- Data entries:
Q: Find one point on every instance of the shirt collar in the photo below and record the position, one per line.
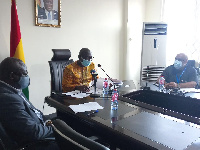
(15, 89)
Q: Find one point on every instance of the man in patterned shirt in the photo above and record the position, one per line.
(77, 76)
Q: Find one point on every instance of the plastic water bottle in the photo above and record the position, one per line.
(105, 86)
(161, 84)
(114, 100)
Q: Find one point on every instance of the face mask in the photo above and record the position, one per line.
(177, 64)
(24, 82)
(85, 63)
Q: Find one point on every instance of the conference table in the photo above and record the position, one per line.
(144, 120)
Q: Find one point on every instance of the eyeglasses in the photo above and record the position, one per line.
(24, 74)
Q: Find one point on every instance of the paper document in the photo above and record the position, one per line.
(85, 107)
(79, 94)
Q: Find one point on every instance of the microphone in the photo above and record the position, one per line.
(94, 75)
(93, 71)
(105, 72)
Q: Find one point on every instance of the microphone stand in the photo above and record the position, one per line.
(146, 87)
(94, 75)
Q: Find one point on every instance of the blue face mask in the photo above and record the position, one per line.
(24, 82)
(85, 62)
(178, 64)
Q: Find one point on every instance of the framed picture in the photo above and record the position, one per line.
(47, 13)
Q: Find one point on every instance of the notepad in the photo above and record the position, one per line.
(85, 107)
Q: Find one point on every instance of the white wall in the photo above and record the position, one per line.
(100, 25)
(95, 24)
(136, 16)
(153, 11)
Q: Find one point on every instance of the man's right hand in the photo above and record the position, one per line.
(82, 88)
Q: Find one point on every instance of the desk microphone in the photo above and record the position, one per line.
(94, 75)
(105, 72)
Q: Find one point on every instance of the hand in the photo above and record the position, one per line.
(171, 85)
(48, 123)
(82, 88)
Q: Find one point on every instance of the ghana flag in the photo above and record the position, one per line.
(16, 47)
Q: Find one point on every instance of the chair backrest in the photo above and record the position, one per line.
(191, 63)
(5, 141)
(66, 137)
(57, 64)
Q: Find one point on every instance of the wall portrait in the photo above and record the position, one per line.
(47, 13)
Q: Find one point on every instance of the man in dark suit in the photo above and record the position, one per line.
(47, 11)
(21, 120)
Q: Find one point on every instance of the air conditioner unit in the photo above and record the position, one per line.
(153, 57)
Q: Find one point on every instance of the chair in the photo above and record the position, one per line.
(57, 64)
(6, 142)
(67, 138)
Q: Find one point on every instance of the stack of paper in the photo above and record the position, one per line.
(85, 107)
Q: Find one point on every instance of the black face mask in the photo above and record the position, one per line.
(23, 82)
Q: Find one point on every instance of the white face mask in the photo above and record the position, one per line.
(178, 64)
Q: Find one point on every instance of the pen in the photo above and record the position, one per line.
(93, 112)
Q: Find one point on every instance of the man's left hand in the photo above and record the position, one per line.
(171, 85)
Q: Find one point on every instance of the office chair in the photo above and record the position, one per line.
(7, 143)
(57, 64)
(67, 138)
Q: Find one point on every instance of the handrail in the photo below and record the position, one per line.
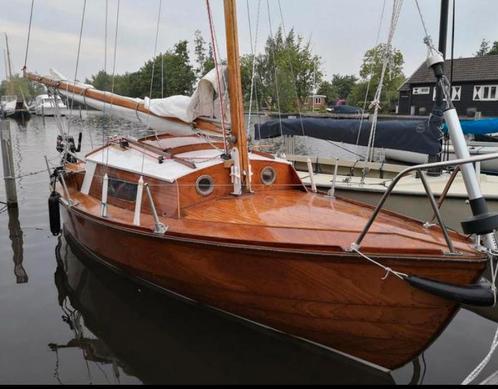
(420, 168)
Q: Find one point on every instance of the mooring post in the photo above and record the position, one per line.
(8, 164)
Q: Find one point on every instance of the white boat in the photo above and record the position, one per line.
(46, 105)
(367, 182)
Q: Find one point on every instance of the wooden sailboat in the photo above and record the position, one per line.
(242, 234)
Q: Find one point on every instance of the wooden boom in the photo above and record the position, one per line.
(116, 100)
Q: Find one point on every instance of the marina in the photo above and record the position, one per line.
(155, 322)
(189, 224)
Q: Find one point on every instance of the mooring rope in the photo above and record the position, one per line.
(388, 270)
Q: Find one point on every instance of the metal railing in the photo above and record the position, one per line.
(436, 206)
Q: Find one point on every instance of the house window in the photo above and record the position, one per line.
(486, 93)
(422, 90)
(456, 93)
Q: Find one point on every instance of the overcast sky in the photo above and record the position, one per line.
(340, 30)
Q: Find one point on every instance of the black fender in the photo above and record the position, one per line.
(478, 295)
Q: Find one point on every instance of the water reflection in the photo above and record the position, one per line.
(16, 237)
(161, 340)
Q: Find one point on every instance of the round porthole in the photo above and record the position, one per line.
(205, 185)
(268, 176)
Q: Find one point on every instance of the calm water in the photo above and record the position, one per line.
(65, 319)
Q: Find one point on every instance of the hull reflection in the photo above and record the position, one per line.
(159, 339)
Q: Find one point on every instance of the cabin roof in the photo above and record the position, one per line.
(138, 162)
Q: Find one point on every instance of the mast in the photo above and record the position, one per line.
(235, 92)
(6, 66)
(8, 57)
(443, 26)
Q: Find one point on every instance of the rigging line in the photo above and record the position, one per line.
(365, 102)
(426, 31)
(253, 52)
(272, 49)
(104, 110)
(152, 75)
(29, 35)
(293, 73)
(218, 78)
(113, 83)
(453, 45)
(77, 62)
(106, 26)
(388, 57)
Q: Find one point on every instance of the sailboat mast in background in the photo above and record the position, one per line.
(9, 63)
(235, 92)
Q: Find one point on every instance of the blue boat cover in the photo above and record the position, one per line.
(418, 136)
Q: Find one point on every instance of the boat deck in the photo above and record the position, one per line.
(295, 220)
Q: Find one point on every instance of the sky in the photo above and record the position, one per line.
(340, 31)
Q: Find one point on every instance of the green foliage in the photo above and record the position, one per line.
(179, 76)
(285, 73)
(21, 87)
(494, 49)
(483, 49)
(339, 88)
(372, 69)
(487, 49)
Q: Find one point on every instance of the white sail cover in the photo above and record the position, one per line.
(205, 102)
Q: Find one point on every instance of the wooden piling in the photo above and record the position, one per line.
(8, 163)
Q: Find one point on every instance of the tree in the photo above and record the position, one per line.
(487, 49)
(286, 72)
(483, 50)
(204, 57)
(339, 88)
(494, 49)
(370, 73)
(179, 76)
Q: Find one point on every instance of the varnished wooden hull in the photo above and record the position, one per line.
(337, 301)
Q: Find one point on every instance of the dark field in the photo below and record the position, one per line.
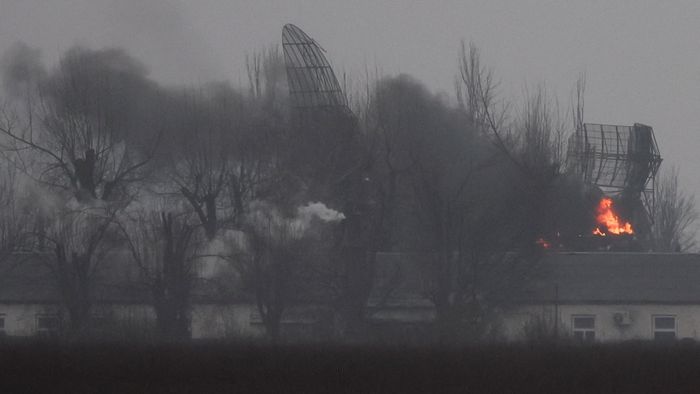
(81, 368)
(210, 367)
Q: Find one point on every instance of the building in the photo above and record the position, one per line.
(587, 296)
(609, 297)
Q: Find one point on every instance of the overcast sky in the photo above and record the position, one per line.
(641, 58)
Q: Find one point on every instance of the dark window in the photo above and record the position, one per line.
(584, 327)
(664, 327)
(47, 325)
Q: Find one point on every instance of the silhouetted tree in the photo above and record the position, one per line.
(674, 215)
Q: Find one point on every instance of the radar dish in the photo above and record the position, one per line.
(312, 83)
(617, 159)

- WORK REQUIRED:
Write out each entry word for word, images excluded.

- EXPECTED ANSWER:
Q: Find one point on every instance of the shirt collar in the photo below and record the position, one per line.
(15, 89)
Q: Find one point on every instance of the man in patterned shirt in the photo above and record the position, one per line.
(77, 76)
Q: Find one point on every instance of the plastic water bottle in the photo above and record the position, one per line.
(105, 86)
(161, 84)
(114, 100)
Q: Find one point on every instance of the face mask in the photo above and record the position, one per line.
(177, 64)
(24, 82)
(85, 63)
Q: Find one point on every instance of the conference table in the photo above and record the position, one per line.
(144, 120)
Q: Find one point on every instance of the eyeglasses in the photo above and record the position, one per line.
(24, 74)
Q: Find one point on every instance of the paper document in the photo above and record the position, one per line.
(85, 107)
(79, 94)
Q: Find one point on every instance of the microphone in the photo above and record the position, one per line.
(94, 75)
(93, 71)
(105, 72)
Q: Find one point on every instance of the microphone stand in the photo above and record the position, one per line.
(146, 87)
(94, 75)
Q: Find one point on every instance of the blue face mask in the photo above and record the position, one per line.
(24, 82)
(85, 62)
(178, 64)
Q: Find one point on every instance of the framed picture in the photo above and record the position, one per line.
(47, 13)
Q: Find one point on every instance of the notepad in the photo above and record the position, one per line.
(85, 107)
Q: Find one point on every instance of the white wall in the photo above and record the position, one per line.
(100, 25)
(95, 24)
(136, 16)
(153, 11)
Q: Find one point on every instance of the man's right hand in the photo above and record the position, one per line.
(82, 88)
Q: Find one point on every instance of the desk microphone in the photo above and record the position, one per line.
(94, 75)
(105, 72)
Q: Find one point on every instance of the hand in the photo above and record the position, one per line.
(171, 85)
(48, 123)
(82, 88)
Q: Find one point on every instance of the ghana flag in the photo above and record the position, one per line.
(16, 47)
Q: Find one point on every instance of the chair backrest in the photo above and record the position, one per line.
(191, 63)
(5, 141)
(66, 137)
(57, 64)
Q: Find one point on every instance of the wall portrait in the photo above and record the position, one per line.
(47, 13)
Q: Find one point on every instance of the man in dark suit in the photo above and record the position, one per line.
(47, 11)
(21, 120)
Q: Find one point on every instance of the air conditioner unit in the photo above and record the position, one per line.
(153, 57)
Q: Find one point on every instance of the chair in the photo above and record the position, one per line.
(57, 64)
(6, 142)
(67, 138)
Q: Find one point on every instance of the stack of paper in the photo above and record the position, one per line.
(85, 107)
Q: Find one point on every instance of the black face mask in the photo above and record the position, one per line.
(23, 82)
Q: Find one point on every instance of the white face mask in the photo above and record the position, one per line.
(178, 64)
Q: Find one point on every instance of the pen in the photo above and record the position, one per line.
(93, 112)
Q: Find one point on every instance of the man's left hand in the photo above and record the position, one per line.
(171, 85)
Q: Find one point on every instance of the office chair in the photo above and record the position, one per line.
(7, 143)
(57, 64)
(67, 138)
Q: Find one point on every instance of the handrail in the photo below and record the position, one per line.
(420, 168)
Q: Find one point on every instance of the mooring post in the photo above and record the position, one per line.
(8, 164)
Q: Find one point on every instance of the white boat in the photo above and record the position, one per line.
(46, 105)
(367, 182)
Q: Find one point on every instance of the wooden sailboat in the photo above and record the position, one per line.
(242, 234)
Q: Find one point on every instance of the wooden boom in the photo above and record the position, one per line.
(116, 100)
Q: Find one point on every instance of the marina in the photo above and record the position, one per line.
(155, 322)
(189, 224)
Q: Find one point on every instance of the mooring rope in the photo above and record the position, one per line.
(388, 270)
Q: Find one point on every instance of the metal railing in the photo above and record the position, one per line.
(436, 206)
Q: Find one point on every instance of the house window in the photo above and record the position, one per line.
(486, 93)
(422, 90)
(456, 93)
Q: Find one point on every instance of the overcast sky in the photo above and record the position, one per line.
(340, 30)
Q: Find one point on every instance of the black fender in the photo above and record the position, one per line.
(478, 295)
Q: Find one point on every instance of the water reflection in the photo above and record the position, one per line.
(16, 237)
(161, 340)
Q: Find one point on every instance of the round porthole in the photo above and record the position, one per line.
(205, 185)
(268, 176)
Q: Find one point on every instance of the calm water in the photo above and record the position, one per line.
(65, 319)
Q: Find one point on every instance of the hull reflection in the photo above and record the position, one per line.
(159, 339)
Q: Find one point on every instance of the cabin roof in the photo above and record the position, one per line.
(138, 162)
Q: Find one point on every instance of the mast in the photo above and record the position, one per line.
(235, 92)
(6, 66)
(8, 57)
(443, 26)
Q: Find one point on every instance of the rigging line in the photo above and record the position, one per line.
(365, 102)
(426, 31)
(253, 52)
(272, 49)
(104, 110)
(152, 75)
(29, 35)
(293, 73)
(218, 78)
(113, 83)
(453, 45)
(77, 62)
(106, 26)
(388, 57)
Q: Find one point on every instance of the sailboat mast in background in the photo above and record the position, one per line.
(9, 63)
(235, 92)
Q: Find one point on every instance of the blue boat cover in the photo above and record the position, one per line.
(418, 136)
Q: Find one point on every instance of the boat deck in the photo above and record the position, one per line.
(295, 220)
Q: Find one point on every instance of the sky in the photo above and record the position, one per line.
(340, 31)
Q: Find one point on every instance of the green foliage in the photo above and record the position, one per line.
(179, 76)
(285, 73)
(21, 87)
(494, 49)
(483, 49)
(339, 88)
(372, 69)
(487, 49)
Q: Find one point on every instance of the white sail cover in the photo above and record the position, one per line.
(205, 102)
Q: Find one point on every instance of the wooden piling in the photo above and record the position, one per line.
(8, 163)
Q: Find one point on every instance of the tree in the photo above and record the position, one per line.
(487, 49)
(286, 72)
(483, 50)
(204, 57)
(339, 88)
(494, 49)
(370, 73)
(179, 76)
Q: Find one point on every instance of the varnished wooden hull in the photo above and record the position, one per line.
(337, 301)
Q: Find one point on every instance of the dark field in the photo below and record the position, one per line.
(81, 368)
(210, 367)
Q: Find one point on every instance of the building in the photo above and record the position, one per line.
(587, 296)
(609, 297)
Q: Find one point on every instance of the overcast sky in the photo above and record the position, one per line.
(641, 58)
Q: Find one point on every instance of the dark window in the photo above and record the position, one per line.
(584, 327)
(664, 327)
(47, 325)
Q: Find one point on every instance of the silhouetted tree in the photo above and record the position, one per line.
(674, 215)
Q: Find one point on every instance of the radar dish in the photo above and record the position, one per line.
(312, 83)
(617, 159)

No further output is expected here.